保存済みの項目:
○ ○ ○ ○ ○ ○ ○

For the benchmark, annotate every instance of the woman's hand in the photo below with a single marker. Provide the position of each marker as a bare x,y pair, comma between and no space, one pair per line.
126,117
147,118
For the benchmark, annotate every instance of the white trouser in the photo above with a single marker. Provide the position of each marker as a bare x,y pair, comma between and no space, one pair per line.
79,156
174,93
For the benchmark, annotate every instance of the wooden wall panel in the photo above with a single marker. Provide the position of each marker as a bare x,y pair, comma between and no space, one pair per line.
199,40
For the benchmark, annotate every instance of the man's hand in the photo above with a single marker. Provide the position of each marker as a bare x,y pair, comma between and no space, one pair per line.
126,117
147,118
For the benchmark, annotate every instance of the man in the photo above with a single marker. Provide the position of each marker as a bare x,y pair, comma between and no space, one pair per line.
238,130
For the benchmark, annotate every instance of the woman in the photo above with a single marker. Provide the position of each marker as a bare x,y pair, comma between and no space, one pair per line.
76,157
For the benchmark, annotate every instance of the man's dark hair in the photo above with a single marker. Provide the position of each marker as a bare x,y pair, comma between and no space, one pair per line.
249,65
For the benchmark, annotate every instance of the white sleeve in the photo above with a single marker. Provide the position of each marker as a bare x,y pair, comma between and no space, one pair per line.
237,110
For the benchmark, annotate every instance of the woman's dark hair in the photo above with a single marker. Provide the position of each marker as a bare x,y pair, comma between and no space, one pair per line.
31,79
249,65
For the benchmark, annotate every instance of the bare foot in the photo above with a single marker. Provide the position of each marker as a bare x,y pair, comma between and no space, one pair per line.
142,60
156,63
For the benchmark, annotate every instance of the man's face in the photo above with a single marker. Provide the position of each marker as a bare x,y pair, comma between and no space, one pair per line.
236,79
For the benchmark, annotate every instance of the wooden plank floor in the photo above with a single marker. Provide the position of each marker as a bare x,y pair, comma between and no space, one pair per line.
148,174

○ ○ ○ ○ ○ ○ ○

_課題_
上に並ぶ行を一つ残らず抜き出し、文言を一切変えずにそのまま書き写してください。

_解答_
For the benchmark, annotate every instance of the woman's hand in the photo below with a single marker. Provide the position of each marker as a bare x,y pair, comma between and no space, one pair per line.
126,117
147,118
For the benchmark, annotate every instance of the white trouser in the photo above with a single marker. Provide the position of each marker as a bare x,y pair, comma between and no space, one pair per line.
79,156
174,93
For the benchmark, annotate every instance of the wooden wall panel in the photo above with a single marker. Provide the position of each marker as a bare x,y pair, comma between and no space, one pair per line.
199,40
For the benchmark, annotate every instance of the man's hand in the photo above with a single marker. Provide the position of each marker as a bare x,y pair, comma between and no space, one pair per line.
126,117
147,118
For the benchmark, annotate every instance of the man in the photo above with a single marker. Provide the position of each marker as a bare x,y pair, comma between and no space, one pair per line.
238,130
For the benchmark, annotate every instance of the woman in the photo above with a single marker. Provide the position of each marker as a bare x,y pair, comma between and no space, one pair per line.
76,157
For the benchmark, annotate every instance of the man's dark hair in the photo above with a single marker. Provide the position of each marker as a bare x,y pair, comma between and no space, one pair per line.
249,65
For the benchmark, annotate every instance of the white sleeve in the photo above with a single marker. Provide the position of each marker as a bare x,y pair, comma between and no space, one pair per line.
237,110
For the benchmark, annotate every instance of the woman's dark hair in the photo above with a single marker. Provide the position of each marker as a bare x,y pair, comma between and no space, one pair per line.
31,79
249,65
For the benchmark, annotate every instance of the bare foot in the photo above with a single marker. Provide the position of each marker as a bare x,y pair, comma between and no space, one pair per line.
142,60
156,63
For the benchmark, annotate every instance of the man's face in the photo above with a single marker. Provide the position of each marker as a bare x,y pair, comma between and no space, one pair per line.
236,79
For the benchmark, annotate every instance of the wooden plank floor in the photo above with a single marker. Provide the position of each marker as a bare x,y pair, comma between and no space, one pair per line.
148,174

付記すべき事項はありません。